**Aim**
Can you lay out these entries as a two-column CSV with the headers "text" and "answer", one row per entry? Put each field in quotes, turn line breaks into spaces, and leave the pictures out.

[Excerpts of location labeling data]
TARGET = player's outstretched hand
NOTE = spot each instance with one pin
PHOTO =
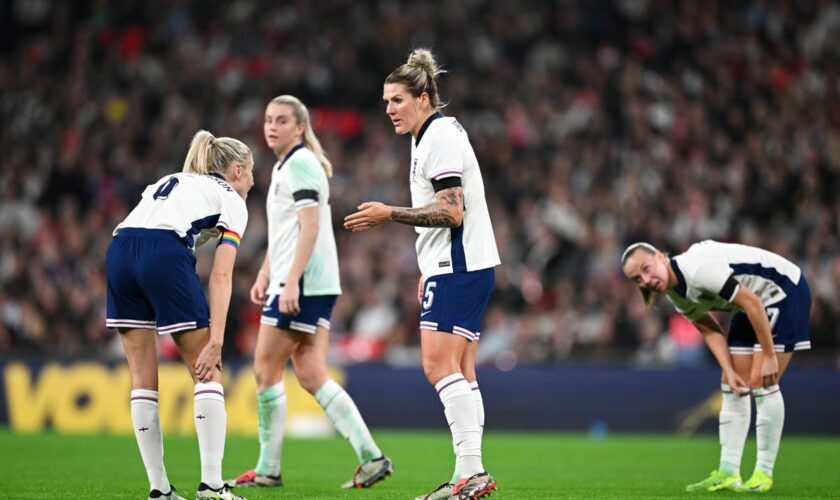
(370, 214)
(209, 358)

**Answer below**
text,answer
"TARGET = player's outstretched hand NOTE = spot each instance with one pin PHOTO =","(370, 214) (209, 358)"